++++ Kaynak ++++

Hacettepe
Üniversitesi Edebiyat Fakültesi Dergisi’nde (Yıl: 2004, sayı:
21/2, sayfa: 171–194), Cumhuriyet Üniversitesi Sanat Tarihi
Bölümü’nden Dr. Erdal Eser’in bilimsel yazısını okurken tanıdık
bir yerden söz ettiğini anladım. Yazı “Kinolis (Ginolu) Kalesi”
başlığını taşıyordu. Burası her yıl Karadeniz kıyısında gezerken
önünden geçtiğimiz küçük köy, doğal liman ve arkadaki kale
olmalıydı. Yazı ve Fotoğraf Sinan Kılıç / 33. Sayı
Sinop yönünde geldiğinizde, Çatalzeytin’i geçtikten biraz sonra
genişçe bir koya ulaşırsınız. Yeni yapılan beton mendireklerle
dalgalardan korunmuş bir koy: 1999 yılında inşa edilen Ginolu
Balıkçı Barınağı. Ağaçlar arasında birkaç bina ve arkalarında
bayrak direğiyle birlikte eski bir kalenin duvarları…
Bir soluk almak için durursunuz. Anadolu Karadeniz kıyılarının,
en güzel köşelerinden biri daha, tarihin derinliklerinden denize
doğru uzanmış sert bir kaya gibi önünüze çıkıverir… Burası
Sürtüven Burnu. Gözleriniz geleneksel ahşap evler arar; Evliya
Çelebi’nin de söz ettiği, tavanı taş levhalarla örtülü ahşap
binalar… Onların yerini Ginolu’da artık beton yapılar almışlar.
Yine de bakımlı ve temiz görünüyorlar. Burnun arkasında küçük
bir koy ve çevresinde güzel bir kumsal...
Antik Çağ’dan günümüze Paflagonya Bölgesi’nin Cimolis, Cinolis,
Kimolis, Kinolis, Qinoli, Quinori, Quinopoli, Ginolu ya da
Ginoğlu diye adlandırılan yeri. Bu ad acaba nereden geliyor?
Acaba “Kinolis” ya da “Ginolu” adının, eski Pontos kenti Gymnias
(bugünkü Bayburt olduğu sanılıyor) ile bir ilişkisi olabilir mi?

++++ Listelenen kayıtlar ++++

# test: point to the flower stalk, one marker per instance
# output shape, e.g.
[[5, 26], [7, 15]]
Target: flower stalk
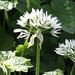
[[72, 69], [28, 5], [38, 58]]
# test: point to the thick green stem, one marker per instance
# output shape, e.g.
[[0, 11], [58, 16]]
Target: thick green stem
[[14, 73], [28, 5], [25, 48], [7, 20], [38, 58], [72, 69]]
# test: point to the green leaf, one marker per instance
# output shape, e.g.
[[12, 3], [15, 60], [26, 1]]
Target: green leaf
[[6, 40], [18, 64], [8, 61], [6, 5], [60, 63], [55, 72], [22, 5], [65, 11], [36, 2]]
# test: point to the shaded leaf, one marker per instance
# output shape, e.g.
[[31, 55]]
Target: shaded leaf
[[55, 72], [65, 13], [8, 61], [6, 40], [60, 63], [6, 5]]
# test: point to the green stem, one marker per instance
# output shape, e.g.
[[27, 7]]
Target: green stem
[[38, 58], [14, 73], [7, 20], [19, 73], [28, 5], [9, 72], [25, 48], [72, 69]]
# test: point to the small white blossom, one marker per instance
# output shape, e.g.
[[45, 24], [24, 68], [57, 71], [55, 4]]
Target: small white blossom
[[39, 36], [67, 49], [23, 33], [36, 23]]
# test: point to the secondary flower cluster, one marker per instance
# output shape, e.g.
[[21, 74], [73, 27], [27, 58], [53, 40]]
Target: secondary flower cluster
[[37, 22], [67, 49]]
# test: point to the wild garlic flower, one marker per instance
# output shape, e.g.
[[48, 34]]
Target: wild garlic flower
[[67, 49], [38, 21]]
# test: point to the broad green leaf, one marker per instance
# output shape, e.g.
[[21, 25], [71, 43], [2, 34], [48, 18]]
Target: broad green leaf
[[18, 64], [60, 63], [36, 2], [22, 5], [65, 11], [6, 5], [6, 40], [55, 72], [8, 61]]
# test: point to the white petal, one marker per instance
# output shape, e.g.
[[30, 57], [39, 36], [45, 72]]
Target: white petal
[[17, 30], [32, 40]]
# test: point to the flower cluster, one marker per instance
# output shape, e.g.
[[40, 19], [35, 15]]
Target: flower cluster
[[67, 49], [37, 21]]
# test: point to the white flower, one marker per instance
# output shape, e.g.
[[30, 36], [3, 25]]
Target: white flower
[[39, 19], [67, 49], [36, 23], [10, 6], [39, 36], [23, 33]]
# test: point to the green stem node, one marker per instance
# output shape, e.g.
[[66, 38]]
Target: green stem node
[[72, 69], [38, 58]]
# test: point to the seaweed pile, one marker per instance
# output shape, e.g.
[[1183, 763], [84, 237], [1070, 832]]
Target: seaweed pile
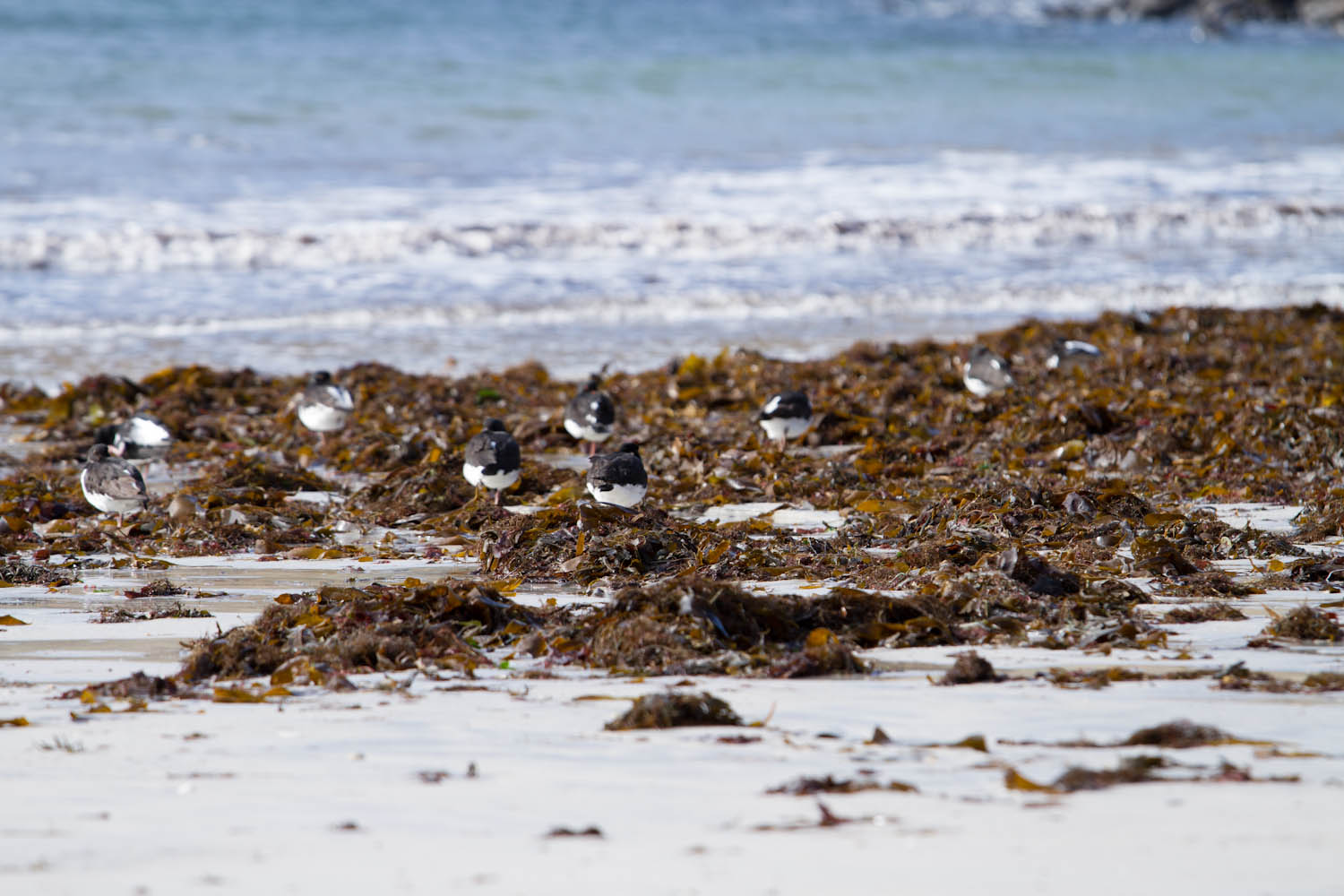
[[999, 519]]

++++

[Amaç]: Ginolu hakkındaki yazıda adı geçen kişiler kimlerdir? Hepsini sıralayın.

[Çıktı]: Dr. Erdal Eser, Sinan Kılıç, Evliya Çelebi